[Start of Attachment]
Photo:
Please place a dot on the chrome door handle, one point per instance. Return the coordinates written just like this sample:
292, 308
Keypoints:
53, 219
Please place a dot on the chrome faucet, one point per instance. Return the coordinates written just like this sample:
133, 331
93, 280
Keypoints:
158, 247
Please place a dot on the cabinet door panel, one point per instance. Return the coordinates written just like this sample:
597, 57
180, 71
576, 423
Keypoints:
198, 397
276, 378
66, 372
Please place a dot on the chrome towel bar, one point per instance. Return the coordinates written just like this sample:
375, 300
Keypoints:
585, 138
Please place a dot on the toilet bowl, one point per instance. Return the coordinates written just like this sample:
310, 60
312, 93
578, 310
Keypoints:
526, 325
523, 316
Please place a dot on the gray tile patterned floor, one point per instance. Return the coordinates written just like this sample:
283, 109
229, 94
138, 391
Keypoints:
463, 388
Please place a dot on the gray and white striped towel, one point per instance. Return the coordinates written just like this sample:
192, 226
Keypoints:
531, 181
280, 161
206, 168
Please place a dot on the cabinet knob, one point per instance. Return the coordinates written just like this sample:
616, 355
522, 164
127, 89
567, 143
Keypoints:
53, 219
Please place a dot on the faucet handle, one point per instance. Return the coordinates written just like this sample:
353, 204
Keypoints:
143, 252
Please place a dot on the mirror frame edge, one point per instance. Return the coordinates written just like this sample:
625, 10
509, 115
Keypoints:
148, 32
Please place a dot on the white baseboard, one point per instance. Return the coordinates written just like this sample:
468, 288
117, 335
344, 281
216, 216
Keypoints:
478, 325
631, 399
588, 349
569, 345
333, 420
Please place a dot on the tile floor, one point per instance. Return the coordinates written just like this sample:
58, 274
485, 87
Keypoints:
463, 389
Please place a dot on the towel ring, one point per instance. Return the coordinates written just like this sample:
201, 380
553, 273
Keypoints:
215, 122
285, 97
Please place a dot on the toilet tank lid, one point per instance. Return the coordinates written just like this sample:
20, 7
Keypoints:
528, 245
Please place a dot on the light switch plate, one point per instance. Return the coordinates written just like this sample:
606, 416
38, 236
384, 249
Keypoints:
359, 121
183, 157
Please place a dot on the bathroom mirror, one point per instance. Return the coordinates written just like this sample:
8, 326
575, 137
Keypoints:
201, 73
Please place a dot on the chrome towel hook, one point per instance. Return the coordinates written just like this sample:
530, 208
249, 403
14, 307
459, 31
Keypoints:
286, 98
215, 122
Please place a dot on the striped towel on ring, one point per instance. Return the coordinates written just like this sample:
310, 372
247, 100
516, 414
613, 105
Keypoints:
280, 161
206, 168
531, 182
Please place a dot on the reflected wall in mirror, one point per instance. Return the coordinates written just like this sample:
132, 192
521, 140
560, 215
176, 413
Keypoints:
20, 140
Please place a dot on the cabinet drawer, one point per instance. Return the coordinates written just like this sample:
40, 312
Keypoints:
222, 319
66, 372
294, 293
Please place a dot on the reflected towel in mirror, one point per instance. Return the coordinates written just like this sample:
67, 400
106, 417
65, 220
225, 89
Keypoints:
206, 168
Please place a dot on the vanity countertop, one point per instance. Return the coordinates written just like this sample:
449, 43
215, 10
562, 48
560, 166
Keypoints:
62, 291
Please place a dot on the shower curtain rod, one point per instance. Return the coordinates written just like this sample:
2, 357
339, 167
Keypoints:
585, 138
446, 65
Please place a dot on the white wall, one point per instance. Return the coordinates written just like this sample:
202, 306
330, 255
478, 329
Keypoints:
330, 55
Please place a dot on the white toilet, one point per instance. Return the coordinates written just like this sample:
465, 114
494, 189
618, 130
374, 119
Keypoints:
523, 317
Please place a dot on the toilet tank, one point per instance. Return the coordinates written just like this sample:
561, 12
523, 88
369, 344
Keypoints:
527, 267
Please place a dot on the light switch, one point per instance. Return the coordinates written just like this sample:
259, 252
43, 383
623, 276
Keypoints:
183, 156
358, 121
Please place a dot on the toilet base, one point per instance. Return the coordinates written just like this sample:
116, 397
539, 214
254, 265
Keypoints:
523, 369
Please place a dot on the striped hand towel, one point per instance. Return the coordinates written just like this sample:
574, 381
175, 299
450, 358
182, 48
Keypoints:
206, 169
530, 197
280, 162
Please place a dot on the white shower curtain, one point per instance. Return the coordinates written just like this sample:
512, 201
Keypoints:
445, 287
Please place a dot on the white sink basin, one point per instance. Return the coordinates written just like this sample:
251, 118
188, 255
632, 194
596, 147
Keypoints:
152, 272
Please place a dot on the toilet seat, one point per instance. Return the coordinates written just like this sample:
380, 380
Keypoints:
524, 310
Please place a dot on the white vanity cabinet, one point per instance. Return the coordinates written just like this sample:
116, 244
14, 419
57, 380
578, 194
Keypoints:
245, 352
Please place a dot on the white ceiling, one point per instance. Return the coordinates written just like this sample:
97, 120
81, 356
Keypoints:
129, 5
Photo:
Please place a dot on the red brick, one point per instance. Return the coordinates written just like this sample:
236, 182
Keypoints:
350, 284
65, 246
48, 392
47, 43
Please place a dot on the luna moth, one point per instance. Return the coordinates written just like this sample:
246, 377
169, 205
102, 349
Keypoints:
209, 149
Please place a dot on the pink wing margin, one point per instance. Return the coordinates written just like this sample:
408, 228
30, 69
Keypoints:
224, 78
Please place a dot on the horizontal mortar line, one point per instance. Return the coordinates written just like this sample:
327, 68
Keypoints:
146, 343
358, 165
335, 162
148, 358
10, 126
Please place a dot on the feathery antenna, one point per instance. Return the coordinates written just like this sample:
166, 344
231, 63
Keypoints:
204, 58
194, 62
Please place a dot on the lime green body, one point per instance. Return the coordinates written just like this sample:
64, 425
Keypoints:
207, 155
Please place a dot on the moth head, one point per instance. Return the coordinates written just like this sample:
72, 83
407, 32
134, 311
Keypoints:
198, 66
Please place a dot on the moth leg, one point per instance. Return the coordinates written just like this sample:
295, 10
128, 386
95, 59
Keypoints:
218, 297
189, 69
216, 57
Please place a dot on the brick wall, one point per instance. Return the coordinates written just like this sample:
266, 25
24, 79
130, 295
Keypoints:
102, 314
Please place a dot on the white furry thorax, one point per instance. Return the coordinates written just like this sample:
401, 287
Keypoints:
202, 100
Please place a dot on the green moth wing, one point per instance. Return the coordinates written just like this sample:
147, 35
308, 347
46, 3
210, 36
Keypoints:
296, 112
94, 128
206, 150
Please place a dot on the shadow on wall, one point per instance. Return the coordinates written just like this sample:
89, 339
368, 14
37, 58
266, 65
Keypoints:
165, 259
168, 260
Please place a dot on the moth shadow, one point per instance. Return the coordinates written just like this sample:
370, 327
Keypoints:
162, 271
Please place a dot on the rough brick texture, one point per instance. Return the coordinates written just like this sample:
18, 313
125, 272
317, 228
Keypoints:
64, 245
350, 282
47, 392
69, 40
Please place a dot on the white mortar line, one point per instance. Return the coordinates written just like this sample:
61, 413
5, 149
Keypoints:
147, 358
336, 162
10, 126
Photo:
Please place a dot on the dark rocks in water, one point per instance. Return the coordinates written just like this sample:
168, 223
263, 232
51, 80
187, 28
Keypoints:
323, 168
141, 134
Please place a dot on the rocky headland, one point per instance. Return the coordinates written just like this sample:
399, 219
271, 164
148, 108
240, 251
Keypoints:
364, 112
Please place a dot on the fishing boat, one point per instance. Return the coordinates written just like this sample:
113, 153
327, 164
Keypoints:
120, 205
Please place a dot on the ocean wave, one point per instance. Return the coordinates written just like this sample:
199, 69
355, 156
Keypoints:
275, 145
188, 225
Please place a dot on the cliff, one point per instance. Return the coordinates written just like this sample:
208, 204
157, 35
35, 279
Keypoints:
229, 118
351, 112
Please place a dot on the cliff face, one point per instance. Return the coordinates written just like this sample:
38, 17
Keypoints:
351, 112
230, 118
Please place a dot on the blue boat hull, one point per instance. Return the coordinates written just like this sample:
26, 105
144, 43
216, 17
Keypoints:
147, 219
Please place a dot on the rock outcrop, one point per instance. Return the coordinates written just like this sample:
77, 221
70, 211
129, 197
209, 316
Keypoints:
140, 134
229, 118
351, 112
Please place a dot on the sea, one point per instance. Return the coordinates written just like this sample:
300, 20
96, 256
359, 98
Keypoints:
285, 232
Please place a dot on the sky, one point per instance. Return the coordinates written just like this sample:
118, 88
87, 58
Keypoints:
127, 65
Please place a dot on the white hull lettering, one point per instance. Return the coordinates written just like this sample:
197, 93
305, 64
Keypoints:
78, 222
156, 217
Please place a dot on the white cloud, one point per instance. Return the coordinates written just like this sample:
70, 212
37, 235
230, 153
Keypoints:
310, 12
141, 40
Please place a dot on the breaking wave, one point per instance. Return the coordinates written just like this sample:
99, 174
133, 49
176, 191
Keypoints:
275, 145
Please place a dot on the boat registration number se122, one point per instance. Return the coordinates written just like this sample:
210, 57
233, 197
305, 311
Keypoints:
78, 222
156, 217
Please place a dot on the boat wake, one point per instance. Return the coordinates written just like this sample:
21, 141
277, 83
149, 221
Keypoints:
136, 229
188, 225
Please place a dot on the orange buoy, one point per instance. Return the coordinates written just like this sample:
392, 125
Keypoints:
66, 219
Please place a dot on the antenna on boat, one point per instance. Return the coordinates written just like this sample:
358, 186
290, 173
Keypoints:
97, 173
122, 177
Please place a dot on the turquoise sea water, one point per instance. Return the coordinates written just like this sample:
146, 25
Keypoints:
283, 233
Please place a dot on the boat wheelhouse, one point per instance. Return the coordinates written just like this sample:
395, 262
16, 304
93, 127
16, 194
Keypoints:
[End of Attachment]
§ WORK ORDER: Go through the entries above and copy each line holding the string "wing".

§ RESPONSE TO THIS TASK:
Please place a dot on the pink wing margin, one point per instance. Return the coordinates written just like this sample:
Please place a dot on the green moth wing, one point per instance. Return the coordinates written just like this sample:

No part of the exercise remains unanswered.